_EXERCISE TASKS_.
**A.** Using the page on the llama.cpp model loader header, decide whether each statement agrees with it. For each, answer yes or no and quote the words that decide it. (i) The header declares the `llama_model_loader` struct. (ii) The `weight_name_comparer` sorts tensor names without regard to layers. (iii) The loader supports KV overrides.
**B.** Repeat word for word the part of the llama.cpp model loader page starting with "Implementation:Ggml org Llama" and going on through "tensor weight data.".
**C.** Proceed with the page on the llama.cpp model loader header, picking up after its last sentence.

_TEXT TO READ_.
........
Implementation:Ggml org Llama cpp Model Loader Header
| Knowledge Sources | |
|---|---|
| Domains | Model_Loading |
| Last Updated | 2026-02-15 00:00 GMT |
Overview
Declares the `llama_model_loader` struct and its supporting types for reading GGUF model files and managing tensor weight data.
Description
This header defines the core model loading interface used by llama.cpp to deserialize GGUF files into in-memory model representations. It includes the `llama_tensor_weight` struct for tracking source file indices and data offsets, the `weight_name_comparer` for layer-aware sorting of tensor names, and the main `llama_model_loader` struct with template methods for reading typed metadata (`get_key`, `get_arr`, `get_key_or_arr`), tensor lifecycle methods (`create_tensor`, `create_tensor_as_view`, `done_getting_tensors`), and data loading methods (`init_mappings`, `load_all_data`). The loader also supports KV overrides and tensor buffer type overrides via configurable parameters.
Usage
Use this header when implementing model loading from GGUF files, accessing model metadata, or creating tensor objects from serialized weight data. It is the primary interface through which all model weights and metadata flow into the `llama_model` object.
........
_RECORDS SHOWN_.

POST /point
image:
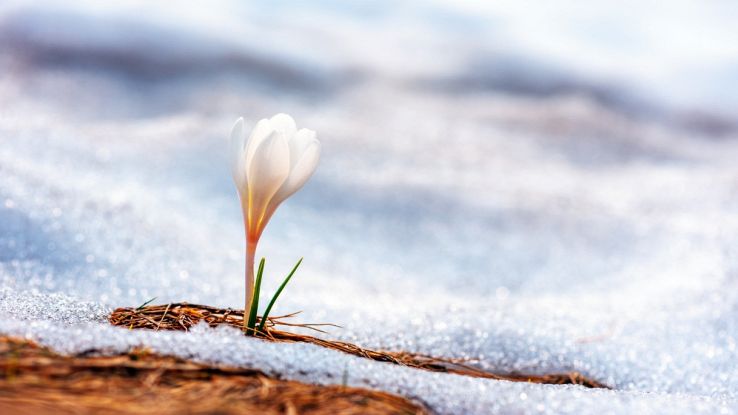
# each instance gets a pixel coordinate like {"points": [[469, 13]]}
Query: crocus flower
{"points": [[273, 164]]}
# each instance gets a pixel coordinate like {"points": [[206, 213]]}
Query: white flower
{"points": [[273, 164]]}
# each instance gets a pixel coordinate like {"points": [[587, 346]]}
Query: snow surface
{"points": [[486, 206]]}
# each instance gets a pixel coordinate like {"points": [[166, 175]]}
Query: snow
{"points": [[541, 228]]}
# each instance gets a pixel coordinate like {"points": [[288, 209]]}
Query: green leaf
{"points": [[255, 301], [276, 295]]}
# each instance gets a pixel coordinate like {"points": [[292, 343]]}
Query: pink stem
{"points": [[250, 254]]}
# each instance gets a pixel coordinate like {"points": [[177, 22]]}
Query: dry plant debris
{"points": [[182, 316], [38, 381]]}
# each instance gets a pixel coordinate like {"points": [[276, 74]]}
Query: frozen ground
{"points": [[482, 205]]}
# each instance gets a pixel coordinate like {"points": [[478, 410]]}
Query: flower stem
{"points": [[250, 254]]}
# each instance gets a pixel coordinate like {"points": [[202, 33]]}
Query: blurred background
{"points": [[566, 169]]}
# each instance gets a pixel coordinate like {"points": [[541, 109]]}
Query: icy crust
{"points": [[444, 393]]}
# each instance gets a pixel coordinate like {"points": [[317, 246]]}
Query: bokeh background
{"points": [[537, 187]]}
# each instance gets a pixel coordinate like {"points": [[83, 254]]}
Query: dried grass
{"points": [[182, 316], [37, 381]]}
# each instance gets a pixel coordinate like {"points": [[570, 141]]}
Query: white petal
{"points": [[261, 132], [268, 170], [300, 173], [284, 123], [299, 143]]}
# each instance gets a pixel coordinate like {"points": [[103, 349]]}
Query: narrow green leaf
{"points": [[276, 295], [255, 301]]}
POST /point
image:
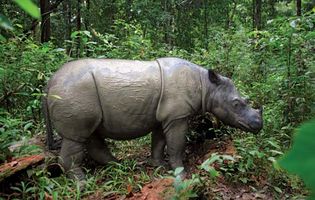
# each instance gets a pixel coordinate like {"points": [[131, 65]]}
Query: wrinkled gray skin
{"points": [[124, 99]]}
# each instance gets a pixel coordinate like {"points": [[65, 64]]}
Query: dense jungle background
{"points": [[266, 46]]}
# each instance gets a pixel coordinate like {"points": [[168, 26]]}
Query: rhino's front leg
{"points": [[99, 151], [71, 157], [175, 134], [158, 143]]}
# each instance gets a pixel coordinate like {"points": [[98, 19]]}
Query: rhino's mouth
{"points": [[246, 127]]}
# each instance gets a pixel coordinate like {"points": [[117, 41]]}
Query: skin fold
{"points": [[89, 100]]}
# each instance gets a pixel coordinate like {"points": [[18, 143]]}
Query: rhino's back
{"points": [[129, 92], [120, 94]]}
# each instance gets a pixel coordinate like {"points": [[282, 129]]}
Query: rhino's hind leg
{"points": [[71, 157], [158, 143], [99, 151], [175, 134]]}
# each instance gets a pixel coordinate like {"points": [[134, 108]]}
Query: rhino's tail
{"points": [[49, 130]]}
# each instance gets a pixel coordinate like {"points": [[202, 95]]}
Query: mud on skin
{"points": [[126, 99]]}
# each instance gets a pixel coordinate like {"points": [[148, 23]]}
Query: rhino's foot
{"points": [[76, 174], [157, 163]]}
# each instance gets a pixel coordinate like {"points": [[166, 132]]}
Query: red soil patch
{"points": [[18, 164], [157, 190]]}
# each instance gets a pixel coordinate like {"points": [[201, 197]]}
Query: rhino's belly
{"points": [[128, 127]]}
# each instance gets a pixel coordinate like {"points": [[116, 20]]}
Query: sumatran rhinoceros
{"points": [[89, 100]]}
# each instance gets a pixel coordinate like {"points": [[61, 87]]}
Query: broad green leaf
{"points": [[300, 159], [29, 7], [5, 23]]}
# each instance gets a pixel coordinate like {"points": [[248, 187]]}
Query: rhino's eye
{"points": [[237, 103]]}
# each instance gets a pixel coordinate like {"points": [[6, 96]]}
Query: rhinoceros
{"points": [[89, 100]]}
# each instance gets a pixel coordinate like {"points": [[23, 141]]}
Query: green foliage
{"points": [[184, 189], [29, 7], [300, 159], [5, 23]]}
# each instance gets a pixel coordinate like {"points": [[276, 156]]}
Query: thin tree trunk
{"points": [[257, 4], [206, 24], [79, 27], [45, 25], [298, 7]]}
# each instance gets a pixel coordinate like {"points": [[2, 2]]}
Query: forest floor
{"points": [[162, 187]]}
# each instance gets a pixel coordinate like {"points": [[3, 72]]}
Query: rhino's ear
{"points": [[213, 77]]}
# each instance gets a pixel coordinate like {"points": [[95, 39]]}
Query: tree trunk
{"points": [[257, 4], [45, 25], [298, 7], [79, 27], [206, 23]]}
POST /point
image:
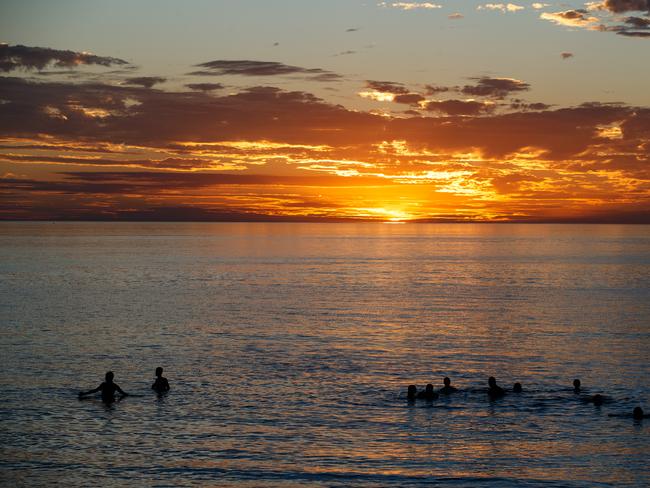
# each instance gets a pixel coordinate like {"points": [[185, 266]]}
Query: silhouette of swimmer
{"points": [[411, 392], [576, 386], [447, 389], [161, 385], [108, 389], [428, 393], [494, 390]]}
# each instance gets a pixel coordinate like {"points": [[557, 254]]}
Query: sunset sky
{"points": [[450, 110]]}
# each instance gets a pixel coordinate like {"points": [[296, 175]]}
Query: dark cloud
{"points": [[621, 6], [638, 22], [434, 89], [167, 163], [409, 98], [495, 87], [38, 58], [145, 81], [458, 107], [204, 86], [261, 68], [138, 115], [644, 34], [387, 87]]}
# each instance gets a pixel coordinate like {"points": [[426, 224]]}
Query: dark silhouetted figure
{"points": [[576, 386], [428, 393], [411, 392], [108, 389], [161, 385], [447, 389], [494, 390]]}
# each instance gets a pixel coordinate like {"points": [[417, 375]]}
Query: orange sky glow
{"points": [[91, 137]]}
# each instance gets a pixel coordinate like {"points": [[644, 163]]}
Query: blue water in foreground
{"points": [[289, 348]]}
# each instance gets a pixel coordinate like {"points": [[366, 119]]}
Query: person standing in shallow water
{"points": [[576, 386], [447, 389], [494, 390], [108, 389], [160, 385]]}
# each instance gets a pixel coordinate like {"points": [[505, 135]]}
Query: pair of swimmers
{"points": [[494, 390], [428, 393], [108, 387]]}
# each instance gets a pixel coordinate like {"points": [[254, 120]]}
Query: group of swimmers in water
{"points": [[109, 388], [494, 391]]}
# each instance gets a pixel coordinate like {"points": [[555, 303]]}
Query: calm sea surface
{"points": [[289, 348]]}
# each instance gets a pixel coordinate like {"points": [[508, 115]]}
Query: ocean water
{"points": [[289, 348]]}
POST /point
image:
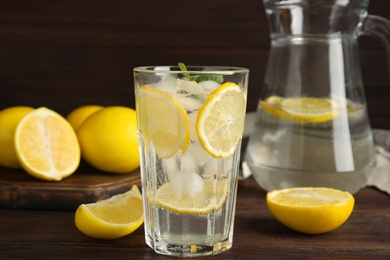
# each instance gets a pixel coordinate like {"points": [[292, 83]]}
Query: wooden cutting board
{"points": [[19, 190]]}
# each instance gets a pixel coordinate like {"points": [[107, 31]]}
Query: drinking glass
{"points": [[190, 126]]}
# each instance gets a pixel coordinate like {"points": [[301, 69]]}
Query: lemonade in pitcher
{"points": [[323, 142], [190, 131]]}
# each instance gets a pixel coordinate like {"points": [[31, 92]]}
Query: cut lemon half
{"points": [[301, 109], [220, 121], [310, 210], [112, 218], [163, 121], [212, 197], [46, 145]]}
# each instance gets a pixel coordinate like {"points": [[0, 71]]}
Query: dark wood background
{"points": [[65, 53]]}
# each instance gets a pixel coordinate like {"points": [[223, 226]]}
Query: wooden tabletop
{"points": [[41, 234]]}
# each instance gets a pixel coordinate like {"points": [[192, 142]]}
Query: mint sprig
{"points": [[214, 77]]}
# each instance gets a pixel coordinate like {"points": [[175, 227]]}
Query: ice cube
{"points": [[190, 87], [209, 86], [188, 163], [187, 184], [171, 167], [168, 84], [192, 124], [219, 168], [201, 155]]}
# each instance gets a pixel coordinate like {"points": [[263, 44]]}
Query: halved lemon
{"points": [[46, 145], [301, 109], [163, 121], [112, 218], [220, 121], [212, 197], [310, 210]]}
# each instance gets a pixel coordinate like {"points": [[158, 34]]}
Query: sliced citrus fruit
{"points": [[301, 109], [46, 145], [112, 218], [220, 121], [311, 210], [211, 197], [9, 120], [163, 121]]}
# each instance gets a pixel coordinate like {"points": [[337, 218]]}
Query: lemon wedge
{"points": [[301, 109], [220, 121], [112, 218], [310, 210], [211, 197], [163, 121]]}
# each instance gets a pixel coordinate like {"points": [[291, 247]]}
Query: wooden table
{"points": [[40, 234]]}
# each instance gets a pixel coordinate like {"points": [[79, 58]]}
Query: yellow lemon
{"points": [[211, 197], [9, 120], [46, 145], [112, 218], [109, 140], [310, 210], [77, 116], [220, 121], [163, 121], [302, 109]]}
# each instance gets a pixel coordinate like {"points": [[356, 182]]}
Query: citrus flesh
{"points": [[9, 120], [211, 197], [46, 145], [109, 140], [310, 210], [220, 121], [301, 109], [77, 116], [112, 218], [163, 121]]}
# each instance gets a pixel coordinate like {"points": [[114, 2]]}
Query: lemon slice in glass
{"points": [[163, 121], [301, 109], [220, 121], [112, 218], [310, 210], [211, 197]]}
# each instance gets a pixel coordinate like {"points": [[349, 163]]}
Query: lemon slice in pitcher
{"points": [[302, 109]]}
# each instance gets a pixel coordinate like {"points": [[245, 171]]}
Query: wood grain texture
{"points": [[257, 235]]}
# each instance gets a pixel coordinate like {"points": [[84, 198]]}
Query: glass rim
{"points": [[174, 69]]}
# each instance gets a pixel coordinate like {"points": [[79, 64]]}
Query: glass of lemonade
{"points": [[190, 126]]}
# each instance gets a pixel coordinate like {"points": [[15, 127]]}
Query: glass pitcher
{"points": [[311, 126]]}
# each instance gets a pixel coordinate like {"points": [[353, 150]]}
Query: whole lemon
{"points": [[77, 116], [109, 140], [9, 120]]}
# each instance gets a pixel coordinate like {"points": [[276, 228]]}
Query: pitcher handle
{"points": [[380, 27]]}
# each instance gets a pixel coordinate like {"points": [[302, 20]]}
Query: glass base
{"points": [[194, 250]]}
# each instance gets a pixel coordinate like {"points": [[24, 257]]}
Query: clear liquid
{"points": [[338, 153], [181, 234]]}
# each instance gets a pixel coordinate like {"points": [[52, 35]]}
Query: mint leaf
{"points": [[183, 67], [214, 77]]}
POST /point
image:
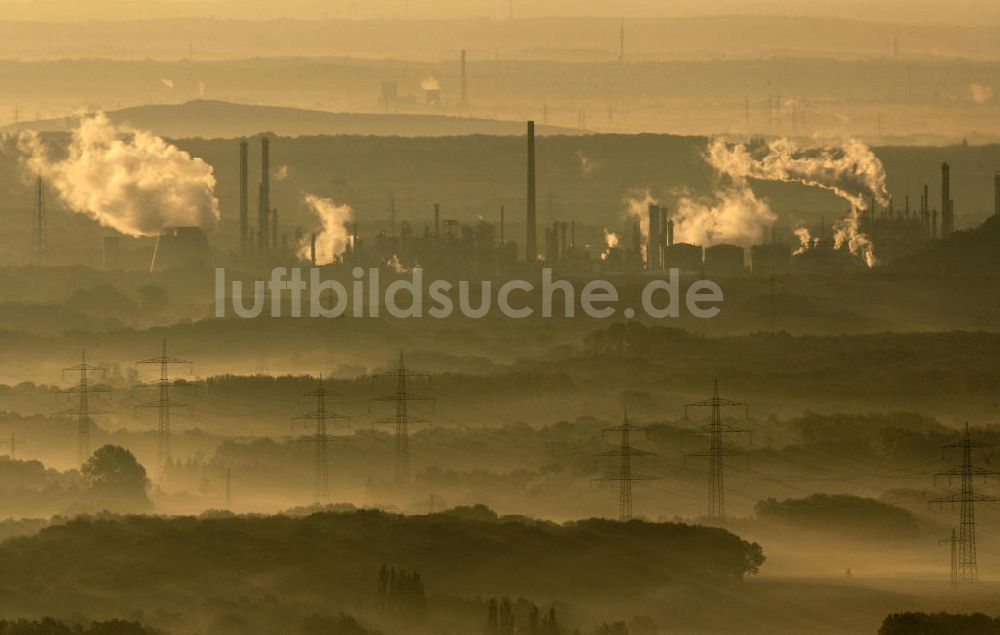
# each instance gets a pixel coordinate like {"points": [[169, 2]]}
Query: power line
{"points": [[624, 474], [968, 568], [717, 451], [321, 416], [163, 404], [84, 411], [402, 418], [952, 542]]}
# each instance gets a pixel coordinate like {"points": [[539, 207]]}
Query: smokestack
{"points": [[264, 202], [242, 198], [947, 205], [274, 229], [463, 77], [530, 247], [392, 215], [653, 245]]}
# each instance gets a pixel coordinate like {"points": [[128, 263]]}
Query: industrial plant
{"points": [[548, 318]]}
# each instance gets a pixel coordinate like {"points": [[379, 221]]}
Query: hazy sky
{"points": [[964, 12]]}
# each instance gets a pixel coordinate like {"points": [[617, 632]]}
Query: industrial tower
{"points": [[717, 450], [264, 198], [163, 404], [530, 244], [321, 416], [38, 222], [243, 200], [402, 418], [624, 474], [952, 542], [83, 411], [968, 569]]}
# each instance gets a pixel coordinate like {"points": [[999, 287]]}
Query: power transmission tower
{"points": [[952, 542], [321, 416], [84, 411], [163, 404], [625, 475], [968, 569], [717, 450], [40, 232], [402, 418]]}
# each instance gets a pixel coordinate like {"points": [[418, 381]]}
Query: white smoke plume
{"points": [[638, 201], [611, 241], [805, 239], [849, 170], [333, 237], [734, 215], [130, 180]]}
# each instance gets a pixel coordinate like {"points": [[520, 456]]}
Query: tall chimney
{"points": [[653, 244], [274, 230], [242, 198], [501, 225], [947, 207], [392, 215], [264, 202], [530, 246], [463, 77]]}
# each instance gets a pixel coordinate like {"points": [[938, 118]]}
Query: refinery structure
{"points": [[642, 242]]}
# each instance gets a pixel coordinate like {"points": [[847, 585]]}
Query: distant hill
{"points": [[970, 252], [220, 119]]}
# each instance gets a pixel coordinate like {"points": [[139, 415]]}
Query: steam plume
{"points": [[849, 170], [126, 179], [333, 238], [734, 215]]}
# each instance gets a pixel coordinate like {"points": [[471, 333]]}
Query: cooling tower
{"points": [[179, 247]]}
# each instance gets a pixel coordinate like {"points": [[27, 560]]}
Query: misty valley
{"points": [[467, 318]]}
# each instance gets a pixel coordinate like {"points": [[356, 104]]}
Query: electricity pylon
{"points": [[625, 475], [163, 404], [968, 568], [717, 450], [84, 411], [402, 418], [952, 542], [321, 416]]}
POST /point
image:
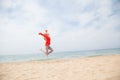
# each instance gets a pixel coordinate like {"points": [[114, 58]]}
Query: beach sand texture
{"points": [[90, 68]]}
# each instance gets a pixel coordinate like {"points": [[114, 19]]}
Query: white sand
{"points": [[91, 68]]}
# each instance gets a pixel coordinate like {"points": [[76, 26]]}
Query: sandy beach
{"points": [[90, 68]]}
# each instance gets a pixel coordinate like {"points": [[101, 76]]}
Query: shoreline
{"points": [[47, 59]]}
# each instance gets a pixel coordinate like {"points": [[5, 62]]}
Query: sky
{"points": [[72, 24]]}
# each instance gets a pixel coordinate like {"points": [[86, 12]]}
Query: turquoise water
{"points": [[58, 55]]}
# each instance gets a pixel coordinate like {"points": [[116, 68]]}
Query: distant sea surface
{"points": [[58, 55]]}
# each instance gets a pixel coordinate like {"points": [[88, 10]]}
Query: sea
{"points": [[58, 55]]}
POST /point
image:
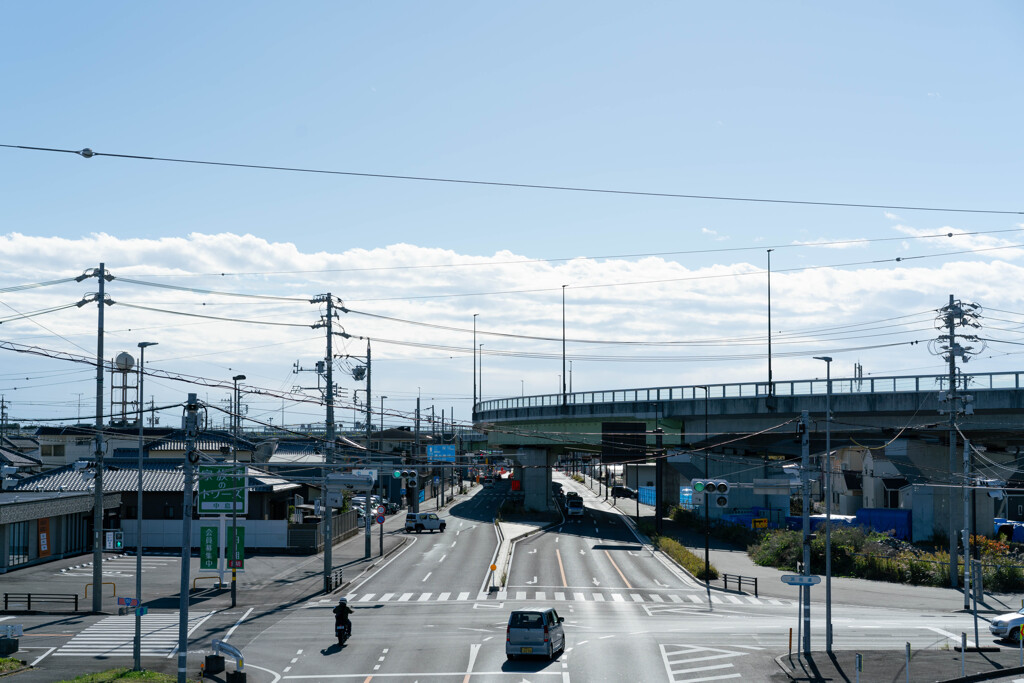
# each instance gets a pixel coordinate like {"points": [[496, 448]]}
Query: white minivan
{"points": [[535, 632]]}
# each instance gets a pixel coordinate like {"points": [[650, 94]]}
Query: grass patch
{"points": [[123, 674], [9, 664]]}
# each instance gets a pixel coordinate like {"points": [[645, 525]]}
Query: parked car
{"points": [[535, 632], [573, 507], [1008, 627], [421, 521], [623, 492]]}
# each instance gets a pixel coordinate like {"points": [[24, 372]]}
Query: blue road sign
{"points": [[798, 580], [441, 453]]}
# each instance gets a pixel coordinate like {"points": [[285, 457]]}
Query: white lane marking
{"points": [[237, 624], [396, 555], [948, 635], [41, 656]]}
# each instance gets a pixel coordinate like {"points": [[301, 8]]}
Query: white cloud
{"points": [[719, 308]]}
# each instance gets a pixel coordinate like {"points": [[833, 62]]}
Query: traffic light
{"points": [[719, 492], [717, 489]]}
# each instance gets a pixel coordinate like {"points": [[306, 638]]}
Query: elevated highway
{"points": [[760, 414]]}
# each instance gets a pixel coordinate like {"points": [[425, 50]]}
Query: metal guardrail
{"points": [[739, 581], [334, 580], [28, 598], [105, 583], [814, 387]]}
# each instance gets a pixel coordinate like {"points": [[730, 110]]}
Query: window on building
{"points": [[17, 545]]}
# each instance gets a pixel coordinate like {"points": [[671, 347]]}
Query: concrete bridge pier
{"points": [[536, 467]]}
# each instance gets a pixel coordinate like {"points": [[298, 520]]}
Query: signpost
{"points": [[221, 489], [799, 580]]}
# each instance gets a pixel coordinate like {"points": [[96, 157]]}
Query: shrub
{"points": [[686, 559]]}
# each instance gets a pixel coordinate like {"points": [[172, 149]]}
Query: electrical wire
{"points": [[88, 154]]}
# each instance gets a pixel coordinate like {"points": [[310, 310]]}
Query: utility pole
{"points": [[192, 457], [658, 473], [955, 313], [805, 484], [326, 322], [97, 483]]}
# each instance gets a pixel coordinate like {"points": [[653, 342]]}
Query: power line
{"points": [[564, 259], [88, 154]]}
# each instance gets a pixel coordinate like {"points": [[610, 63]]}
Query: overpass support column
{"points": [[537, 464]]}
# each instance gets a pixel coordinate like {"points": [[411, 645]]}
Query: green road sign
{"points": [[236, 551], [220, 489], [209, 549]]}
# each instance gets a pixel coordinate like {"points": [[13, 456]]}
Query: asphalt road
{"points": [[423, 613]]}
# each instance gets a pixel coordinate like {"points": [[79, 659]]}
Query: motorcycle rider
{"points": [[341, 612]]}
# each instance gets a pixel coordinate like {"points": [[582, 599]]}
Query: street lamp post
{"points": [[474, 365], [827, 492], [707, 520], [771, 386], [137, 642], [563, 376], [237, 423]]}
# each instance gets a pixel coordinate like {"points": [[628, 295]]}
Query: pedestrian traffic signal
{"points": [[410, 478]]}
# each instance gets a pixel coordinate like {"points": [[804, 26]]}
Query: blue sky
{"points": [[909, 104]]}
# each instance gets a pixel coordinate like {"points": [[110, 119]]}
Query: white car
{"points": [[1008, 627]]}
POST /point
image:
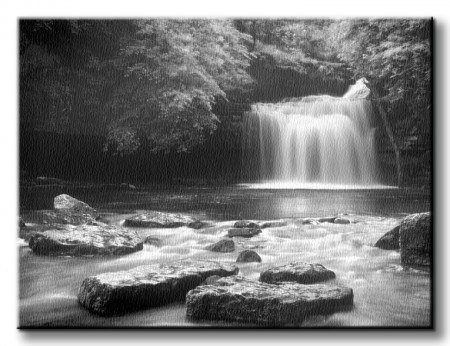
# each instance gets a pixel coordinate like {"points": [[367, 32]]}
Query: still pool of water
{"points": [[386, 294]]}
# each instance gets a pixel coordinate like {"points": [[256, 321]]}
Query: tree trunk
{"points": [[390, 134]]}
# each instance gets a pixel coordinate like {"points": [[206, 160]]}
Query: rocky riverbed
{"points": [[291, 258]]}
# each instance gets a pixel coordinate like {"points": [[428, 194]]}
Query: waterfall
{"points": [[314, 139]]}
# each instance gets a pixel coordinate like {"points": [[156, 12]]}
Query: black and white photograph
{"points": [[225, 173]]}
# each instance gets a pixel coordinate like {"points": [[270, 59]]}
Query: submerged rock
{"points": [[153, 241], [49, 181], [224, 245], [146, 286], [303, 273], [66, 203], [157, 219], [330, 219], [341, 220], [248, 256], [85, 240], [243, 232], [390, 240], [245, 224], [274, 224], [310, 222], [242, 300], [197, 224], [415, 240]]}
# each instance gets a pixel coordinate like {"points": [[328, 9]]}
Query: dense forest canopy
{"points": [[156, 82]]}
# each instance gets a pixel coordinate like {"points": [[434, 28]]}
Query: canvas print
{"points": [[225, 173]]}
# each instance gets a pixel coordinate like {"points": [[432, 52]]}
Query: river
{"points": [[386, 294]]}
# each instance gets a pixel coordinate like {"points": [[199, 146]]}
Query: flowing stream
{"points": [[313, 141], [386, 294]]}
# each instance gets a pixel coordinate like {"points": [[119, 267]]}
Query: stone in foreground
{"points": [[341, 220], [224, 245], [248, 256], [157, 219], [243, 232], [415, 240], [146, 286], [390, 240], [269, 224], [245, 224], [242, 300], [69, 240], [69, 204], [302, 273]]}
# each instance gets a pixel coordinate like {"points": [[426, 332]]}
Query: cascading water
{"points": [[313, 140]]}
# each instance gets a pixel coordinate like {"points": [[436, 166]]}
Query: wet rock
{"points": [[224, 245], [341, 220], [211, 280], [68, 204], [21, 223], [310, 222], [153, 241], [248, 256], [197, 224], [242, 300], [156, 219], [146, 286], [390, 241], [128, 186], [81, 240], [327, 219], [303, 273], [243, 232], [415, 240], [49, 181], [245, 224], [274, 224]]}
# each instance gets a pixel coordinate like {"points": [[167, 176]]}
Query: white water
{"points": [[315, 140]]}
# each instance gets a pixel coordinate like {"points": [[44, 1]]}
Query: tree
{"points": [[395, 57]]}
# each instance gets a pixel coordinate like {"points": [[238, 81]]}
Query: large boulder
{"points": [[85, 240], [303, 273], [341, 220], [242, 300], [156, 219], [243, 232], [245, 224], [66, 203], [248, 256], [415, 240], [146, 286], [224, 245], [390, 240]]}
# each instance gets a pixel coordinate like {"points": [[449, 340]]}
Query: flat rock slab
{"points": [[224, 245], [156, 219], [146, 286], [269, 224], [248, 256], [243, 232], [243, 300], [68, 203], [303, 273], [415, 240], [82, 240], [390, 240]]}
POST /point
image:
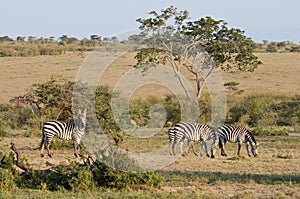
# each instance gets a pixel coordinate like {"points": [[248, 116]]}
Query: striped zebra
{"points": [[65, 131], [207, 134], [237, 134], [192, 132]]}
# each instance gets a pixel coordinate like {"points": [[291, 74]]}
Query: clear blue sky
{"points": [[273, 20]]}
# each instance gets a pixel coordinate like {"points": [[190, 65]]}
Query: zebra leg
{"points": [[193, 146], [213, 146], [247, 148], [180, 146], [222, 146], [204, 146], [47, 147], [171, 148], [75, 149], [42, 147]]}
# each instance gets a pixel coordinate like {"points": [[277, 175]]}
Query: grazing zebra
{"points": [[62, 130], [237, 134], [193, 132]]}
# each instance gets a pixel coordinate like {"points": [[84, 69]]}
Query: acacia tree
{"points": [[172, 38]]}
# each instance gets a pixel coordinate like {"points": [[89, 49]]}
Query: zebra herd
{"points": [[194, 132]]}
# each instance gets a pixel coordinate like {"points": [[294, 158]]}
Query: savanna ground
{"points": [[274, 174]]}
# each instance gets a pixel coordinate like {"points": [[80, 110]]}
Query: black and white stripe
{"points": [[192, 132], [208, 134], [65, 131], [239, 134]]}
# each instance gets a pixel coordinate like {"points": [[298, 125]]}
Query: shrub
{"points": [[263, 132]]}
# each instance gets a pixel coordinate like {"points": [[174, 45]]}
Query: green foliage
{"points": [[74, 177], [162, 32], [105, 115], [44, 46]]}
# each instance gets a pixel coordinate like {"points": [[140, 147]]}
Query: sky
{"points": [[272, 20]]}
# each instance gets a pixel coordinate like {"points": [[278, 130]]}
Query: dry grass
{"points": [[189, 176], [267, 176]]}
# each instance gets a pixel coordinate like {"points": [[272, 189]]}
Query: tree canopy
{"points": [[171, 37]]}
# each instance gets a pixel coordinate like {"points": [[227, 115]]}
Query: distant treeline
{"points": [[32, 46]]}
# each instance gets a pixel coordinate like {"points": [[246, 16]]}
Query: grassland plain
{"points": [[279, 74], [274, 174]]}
........
_ANSWERS BY TASK_.
**A.**
(i) Yes: "Declares the `llama_model_loader` struct and its supporting types for reading GGUF model files and managing tensor weight data."
(ii) No: "the `weight_name_comparer` for layer-aware sorting of tensor names"
(iii) Yes: "The loader also supports KV overrides and tensor buffer type overrides via configurable parameters."

**B.**
Implementation:Ggml org Llama cpp Model Loader Header
| Knowledge Sources | |
|---|---|
| Domains | Model_Loading |
| Last Updated | 2026-02-15 00:00 GMT |
Overview
Declares the `llama_model_loader` struct and its supporting types for reading GGUF model files and managing tensor weight data.

**C.**
Code Reference
Source Location
- Repository: Ggml_org_Llama_cpp
- File: src/llama-model-loader.h
- Lines: 1-176
Signature
struct llama_model_loader {
struct llama_tensor_weight { ... };
struct weight_name_comparer { ... };
static const int TENSOR_NOT_REQUIRED = 1 << 0;
static const int TENSOR_DUPLICATED = 1 << 1;
static const int TENSOR_SKIP = 1 << 2;
llama_model_loader(
const std::string & fname,
std::vector<std::string> & splits,
bool use_mmap, bool use_direct_io,
bool check_tensors, bool no_alloc,
const llama_model_kv_override * param_overrides_p,
const llama_model_tensor_buft_override * param_tensor_buft_overrides_p);
template<typename T> bool get_key(const std::string & key, T & result, bool required = true);
template<typename T> bool get_arr(const std::string & key, std::vector<T> & result, bool required = true);
template<typename T, size_t N_MAX> bool get_key_or_arr(const std::string & key, std::array<T, N_MAX> & result, uint32_t n, bool required = true);
struct ggml_tensor * create_tensor(struct ggml_context * ctx, const std::string & name, const std::initializer_list<int64_t> & ne, int flags = 0);
struct ggml_tensor * create_tensor_as_view(struct ggml_context * ctx, struct ggml_tensor * base, const std::string & name, const std::initializer_list<int64_t> & ne, size_t offset, bool required = true);
void done_getting_tensors() const;
void init_mappings(bool prefetch = true, llama_mlocks * mlock_mmaps = nullptr);
bool load_all_data(struct ggml_context * ctx, llama_buf_map & bufs, llama_mlocks * lmlocks, llama_progress_callback progress_callback, void * progress_callback_user_data);
};
Import
#include "llama-model-loader.h"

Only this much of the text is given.